- [Fragment tekstu]:
Marek Bobakowski: Rio bez rosyjskich siatkarzy. I nie tylko Rio! (komentarz)

Nie ma większej choroby niszczącej sport niż doping. Tego raka nie można leczyć, albo wycinasz zainfekowaną część, albo godzisz się na powolną śmierć w ogromnych cierpieniach.

Marek Bobakowski
Marek Bobakowski
Materiały prasowe / cev.lu

Irytują mnie tłumaczenia złapanych na stosowaniu środków dopingowych. "Nie wiedziałem", "Lekarz mi to podał", "Tego składnika nie było w składzie odżywki, którą używałem". Nie bądźmy naiwni. W XXI wieku, w profesjonalnym sporcie, nie ma możliwości, aby niedozwolony środek medyczny znalazł się w organizmie bez wiedzy zawodnika. Profesjonalista walczący o setki milionów dolarów musi wiedzieć, co, kiedy i dlaczego zażywa.

"Doping trzeba wycinać siekierą. Nawet jak złapaliśmy muchę" - tak wczoraj napisałem na Twitterze. Świat nie jest czarno-biały, zgoda. Doping jest jednak wyjątkiem. To nowotwór niszczący dzisiejszy sport. Tutaj nie ma miejsca na leczenie. Albo wycinamy z chirurgiczną precyzją, albo przegramy tę wojnę i godzimy się na rywalizację... tablic Mendelejewa.

Aleksander Markin został złapany podczas turnieju kwalifikacyjnego w Berlinie na stosowaniu środków dopingujących. Igrzyska olimpijskie w Rio de Janeiro bez rosyjskich siatkarzy? Pytajnik kończący poprzednie zdanie powinien być błyskawicznie zamieniony na wykrzyknik. "We play it clean" ("My gramy czysto") - to jedno z wielu haseł, którymi chwali się Międzynarodowa Federacja Siatkówki. Od 2016 roku (czemu tak późno?) nowe przepisy dopuszczają karę zespołową w sytuacji, gdy jeden z zawodników zostanie przyłapany na stosowaniu środków dopingujących. Czekam więc spokojnie na decyzję FIVB. Rosja musi zostać wykluczona z igrzysk olimpijskich. Nie ma innego wyjścia!

"No, ale przecież to tylko jeden siatkarz", "Dlaczego inni mają cierpieć za błąd kolegi", "W sumie Markin sam turnieju kwalifikacyjnego w Berlinie nie wygrał" - już słyszę te głosy broniące "Sborną". Sekretarz generalny Rosyjskiej Federacji Siatkówki poszedł nawet dalej. Aleksander Jaremienko już poinformował w imieniu FIVB, że nie ma mowy o dyskwalifikacji całej drużyny.

Hola, hola! Czy w sporcie zespołowym nie działa zasada: "jeden za wszystkich, wszyscy za jednego"? Kiedy przychodzi sukces, każdy z członków drużyny, nawet ten, który cały turniej przesiedział na ławce rezerwowych, otrzymuje medal. Nic dziwnego. Jest członkiem mistrzowskiej ekipy, wniósł swoją część do końcowego sukcesu, po prostu mu się należy. Dlaczego więc - według Jaremienki - kiedy mówimy o porażce (karze), to zasada przestaje działać? Nie rozumiem.

- [Dane wejściowe]:

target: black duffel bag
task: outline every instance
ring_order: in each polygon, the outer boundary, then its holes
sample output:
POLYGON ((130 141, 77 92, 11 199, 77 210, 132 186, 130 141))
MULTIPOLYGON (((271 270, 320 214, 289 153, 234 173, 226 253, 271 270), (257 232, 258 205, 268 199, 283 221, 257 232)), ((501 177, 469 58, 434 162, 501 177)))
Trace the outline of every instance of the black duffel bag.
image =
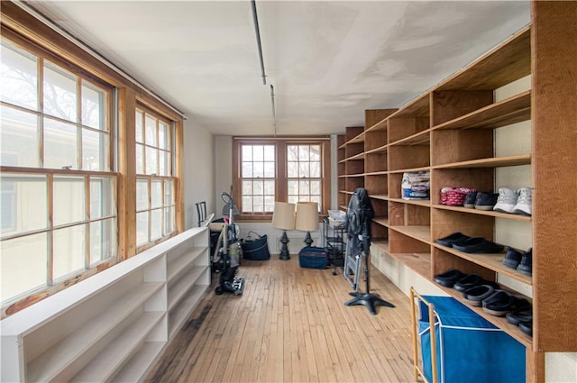
POLYGON ((254 232, 249 232, 248 235, 241 242, 243 258, 250 260, 267 260, 270 258, 267 234, 259 235, 254 232))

- [Polecenie]:
Wypisz wszystkie tłumaczenia sportowców złapanych na dopingu, które komentarz o dopingu przytacza w cudzysłowie.

- [Odpowiedź]:
1. "Nie wiedziałem"
2. "Lekarz mi to podał"
3. "Tego składnika nie było w składzie odżywki, którą używałem"